DIRECTIVE -> Take the line that has "of the man's" in it and every line after it to the end of the entries, and reproduce them exactly.

LISTED ENTRIES ->
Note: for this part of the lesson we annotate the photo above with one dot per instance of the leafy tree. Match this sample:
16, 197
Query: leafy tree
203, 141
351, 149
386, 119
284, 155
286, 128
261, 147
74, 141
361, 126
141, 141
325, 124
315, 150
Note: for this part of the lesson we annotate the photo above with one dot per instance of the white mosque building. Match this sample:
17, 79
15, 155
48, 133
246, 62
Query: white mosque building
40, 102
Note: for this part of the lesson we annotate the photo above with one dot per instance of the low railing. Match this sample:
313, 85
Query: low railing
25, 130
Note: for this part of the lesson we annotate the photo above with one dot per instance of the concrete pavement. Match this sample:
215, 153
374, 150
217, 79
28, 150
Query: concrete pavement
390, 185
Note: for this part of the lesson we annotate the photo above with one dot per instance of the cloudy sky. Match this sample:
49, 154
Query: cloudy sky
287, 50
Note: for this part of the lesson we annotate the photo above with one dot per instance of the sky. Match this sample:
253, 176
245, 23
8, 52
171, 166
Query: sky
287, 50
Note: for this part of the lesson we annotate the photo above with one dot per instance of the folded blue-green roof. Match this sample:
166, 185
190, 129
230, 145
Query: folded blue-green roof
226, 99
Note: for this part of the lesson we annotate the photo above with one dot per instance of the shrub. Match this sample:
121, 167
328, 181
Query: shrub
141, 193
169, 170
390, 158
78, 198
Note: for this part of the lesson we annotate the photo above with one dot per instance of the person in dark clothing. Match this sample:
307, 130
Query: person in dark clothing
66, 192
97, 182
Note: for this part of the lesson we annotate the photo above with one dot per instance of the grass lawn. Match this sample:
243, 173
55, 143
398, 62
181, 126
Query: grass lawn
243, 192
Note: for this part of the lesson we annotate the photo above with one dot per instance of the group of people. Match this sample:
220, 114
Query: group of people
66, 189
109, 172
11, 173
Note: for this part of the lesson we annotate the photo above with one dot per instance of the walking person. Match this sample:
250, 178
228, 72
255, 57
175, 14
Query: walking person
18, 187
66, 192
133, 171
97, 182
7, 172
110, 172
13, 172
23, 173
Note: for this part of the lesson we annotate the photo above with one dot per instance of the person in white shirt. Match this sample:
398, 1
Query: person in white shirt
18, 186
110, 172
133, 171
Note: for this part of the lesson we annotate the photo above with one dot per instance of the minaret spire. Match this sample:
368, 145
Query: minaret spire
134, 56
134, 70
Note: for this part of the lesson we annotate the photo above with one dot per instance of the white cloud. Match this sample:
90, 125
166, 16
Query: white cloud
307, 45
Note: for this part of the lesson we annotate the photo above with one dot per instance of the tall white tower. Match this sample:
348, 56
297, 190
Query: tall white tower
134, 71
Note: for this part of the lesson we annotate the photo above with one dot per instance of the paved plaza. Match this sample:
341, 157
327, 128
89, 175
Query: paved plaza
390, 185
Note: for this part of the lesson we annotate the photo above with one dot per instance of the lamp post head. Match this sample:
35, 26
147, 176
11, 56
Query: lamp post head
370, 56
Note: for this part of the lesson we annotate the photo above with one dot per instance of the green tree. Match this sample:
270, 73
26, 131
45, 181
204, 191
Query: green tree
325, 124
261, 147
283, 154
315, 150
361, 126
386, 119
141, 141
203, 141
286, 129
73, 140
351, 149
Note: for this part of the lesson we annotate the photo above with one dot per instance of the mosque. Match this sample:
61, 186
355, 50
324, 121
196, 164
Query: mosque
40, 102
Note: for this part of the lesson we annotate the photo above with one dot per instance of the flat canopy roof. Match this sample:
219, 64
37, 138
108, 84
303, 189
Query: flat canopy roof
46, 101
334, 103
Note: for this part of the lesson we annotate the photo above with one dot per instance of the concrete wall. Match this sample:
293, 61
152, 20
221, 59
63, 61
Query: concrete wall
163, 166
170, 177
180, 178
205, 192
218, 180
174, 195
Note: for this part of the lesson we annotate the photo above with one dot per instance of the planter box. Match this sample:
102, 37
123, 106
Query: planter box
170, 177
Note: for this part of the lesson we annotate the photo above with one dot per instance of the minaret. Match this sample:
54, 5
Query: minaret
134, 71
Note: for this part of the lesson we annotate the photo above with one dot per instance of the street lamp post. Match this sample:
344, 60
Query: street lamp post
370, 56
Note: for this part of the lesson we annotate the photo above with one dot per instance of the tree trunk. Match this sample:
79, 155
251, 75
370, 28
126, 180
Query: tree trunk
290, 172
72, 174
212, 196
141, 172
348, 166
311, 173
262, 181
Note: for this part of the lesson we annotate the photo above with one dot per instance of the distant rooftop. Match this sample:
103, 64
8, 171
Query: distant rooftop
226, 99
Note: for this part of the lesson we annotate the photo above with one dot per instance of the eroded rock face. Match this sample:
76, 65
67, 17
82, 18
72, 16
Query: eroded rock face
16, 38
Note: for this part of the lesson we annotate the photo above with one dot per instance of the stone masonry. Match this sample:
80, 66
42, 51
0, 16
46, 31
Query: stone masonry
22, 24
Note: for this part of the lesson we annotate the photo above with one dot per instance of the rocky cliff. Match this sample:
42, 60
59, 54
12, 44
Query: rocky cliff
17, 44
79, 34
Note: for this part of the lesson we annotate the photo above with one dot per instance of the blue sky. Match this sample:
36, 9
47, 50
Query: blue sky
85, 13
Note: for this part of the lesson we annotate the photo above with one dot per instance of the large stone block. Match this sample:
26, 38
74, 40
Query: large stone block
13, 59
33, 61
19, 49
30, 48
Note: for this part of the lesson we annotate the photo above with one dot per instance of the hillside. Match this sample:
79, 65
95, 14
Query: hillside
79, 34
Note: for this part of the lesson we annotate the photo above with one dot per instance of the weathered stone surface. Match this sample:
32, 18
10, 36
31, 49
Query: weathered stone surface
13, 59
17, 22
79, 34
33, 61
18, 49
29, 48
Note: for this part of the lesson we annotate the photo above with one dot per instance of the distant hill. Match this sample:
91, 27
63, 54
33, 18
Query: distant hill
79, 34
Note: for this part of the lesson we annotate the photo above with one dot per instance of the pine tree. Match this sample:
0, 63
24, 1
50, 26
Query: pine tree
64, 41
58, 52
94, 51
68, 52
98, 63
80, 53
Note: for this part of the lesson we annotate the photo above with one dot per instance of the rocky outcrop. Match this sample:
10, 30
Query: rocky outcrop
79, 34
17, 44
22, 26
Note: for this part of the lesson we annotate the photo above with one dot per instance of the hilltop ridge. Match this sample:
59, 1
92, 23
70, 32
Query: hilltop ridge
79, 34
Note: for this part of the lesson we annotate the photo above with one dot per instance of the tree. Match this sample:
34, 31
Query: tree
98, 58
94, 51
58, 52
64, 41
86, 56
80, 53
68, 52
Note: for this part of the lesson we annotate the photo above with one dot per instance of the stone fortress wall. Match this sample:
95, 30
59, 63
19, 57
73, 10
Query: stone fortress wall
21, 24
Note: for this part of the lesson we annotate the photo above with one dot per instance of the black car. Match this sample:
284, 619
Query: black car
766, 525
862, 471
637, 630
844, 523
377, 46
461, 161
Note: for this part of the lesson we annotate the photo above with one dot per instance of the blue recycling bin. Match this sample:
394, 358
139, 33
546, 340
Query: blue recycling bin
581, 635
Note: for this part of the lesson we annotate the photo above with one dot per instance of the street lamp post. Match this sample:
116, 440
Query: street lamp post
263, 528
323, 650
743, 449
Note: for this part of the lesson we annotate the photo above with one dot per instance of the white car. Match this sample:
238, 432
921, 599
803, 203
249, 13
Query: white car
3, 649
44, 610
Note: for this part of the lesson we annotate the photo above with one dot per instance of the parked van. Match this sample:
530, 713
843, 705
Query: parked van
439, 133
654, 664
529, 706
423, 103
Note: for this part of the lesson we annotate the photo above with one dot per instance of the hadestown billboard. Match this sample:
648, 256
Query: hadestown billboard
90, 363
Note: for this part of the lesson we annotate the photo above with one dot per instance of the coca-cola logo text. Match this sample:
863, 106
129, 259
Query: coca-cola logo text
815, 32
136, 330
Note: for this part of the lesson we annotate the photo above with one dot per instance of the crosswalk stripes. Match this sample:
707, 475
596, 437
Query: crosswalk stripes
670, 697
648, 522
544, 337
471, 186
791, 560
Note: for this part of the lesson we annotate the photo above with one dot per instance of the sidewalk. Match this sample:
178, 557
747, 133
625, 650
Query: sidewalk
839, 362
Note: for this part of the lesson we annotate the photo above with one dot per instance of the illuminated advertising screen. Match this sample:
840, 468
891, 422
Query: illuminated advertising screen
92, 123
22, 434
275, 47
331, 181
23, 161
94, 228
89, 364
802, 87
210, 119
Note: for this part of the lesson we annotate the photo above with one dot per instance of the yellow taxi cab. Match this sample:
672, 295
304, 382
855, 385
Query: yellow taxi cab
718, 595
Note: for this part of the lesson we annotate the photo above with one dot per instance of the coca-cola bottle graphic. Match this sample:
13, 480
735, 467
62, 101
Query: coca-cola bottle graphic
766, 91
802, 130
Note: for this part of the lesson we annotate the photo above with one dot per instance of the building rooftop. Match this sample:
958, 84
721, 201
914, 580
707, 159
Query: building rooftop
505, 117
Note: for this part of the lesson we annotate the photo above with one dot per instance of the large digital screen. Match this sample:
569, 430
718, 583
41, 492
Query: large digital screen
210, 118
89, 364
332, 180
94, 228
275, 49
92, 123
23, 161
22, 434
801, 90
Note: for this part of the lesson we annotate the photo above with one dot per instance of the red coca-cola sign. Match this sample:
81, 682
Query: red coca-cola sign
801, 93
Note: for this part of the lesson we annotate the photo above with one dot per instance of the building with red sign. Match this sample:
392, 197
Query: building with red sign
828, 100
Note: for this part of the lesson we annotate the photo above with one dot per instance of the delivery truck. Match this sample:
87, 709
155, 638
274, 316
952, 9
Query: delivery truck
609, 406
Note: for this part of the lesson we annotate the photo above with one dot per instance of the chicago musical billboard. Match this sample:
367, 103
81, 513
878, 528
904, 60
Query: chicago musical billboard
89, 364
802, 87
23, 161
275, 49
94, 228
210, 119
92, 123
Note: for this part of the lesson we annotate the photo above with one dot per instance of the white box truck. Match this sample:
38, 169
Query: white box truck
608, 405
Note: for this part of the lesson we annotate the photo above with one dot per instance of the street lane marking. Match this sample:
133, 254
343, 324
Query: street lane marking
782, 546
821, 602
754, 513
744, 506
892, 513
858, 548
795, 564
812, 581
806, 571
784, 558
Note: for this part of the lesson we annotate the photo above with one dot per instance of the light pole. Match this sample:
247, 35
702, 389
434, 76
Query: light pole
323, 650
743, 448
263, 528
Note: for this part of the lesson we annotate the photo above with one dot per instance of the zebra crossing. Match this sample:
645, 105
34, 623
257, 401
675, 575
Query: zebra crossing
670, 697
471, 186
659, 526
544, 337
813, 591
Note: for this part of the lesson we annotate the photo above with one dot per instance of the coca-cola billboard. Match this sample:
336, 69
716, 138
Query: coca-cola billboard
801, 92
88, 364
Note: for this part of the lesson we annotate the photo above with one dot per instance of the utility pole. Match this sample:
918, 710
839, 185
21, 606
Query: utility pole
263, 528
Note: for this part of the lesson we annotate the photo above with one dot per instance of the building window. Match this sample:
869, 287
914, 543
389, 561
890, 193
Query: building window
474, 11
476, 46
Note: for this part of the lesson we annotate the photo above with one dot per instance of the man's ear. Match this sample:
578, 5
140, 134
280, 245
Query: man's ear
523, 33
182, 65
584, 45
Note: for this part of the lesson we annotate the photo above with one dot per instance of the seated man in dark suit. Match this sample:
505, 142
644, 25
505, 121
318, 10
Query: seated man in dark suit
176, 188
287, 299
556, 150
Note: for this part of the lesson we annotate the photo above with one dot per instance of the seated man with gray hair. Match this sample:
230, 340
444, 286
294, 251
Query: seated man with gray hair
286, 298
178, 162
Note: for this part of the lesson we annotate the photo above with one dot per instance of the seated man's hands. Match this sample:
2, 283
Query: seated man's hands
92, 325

ANSWER IN FULL ->
Note: for this part of the lesson we annotate the photo above with one dot per instance of the man's ear. Match this sample:
578, 5
140, 134
280, 245
Query: man's ear
523, 33
182, 65
584, 45
Note: for this part of the lesson we annotate the photo above with one dot per instance of the seated man in dark suit. Match this sample:
505, 142
644, 25
505, 121
318, 10
Query: seated man in dark suit
176, 188
287, 299
556, 150
Note: for this part of the lesson we annotate the photo above with one dot per instance of the seated man with gray hair. Match this sample:
230, 340
444, 286
294, 251
Query: seated man with gray hair
286, 298
178, 162
Note: for this part of the lesson we annotate the photo above with one dot per instance of the seated man's hands. Match this sample:
2, 283
Query: seated man's hands
92, 325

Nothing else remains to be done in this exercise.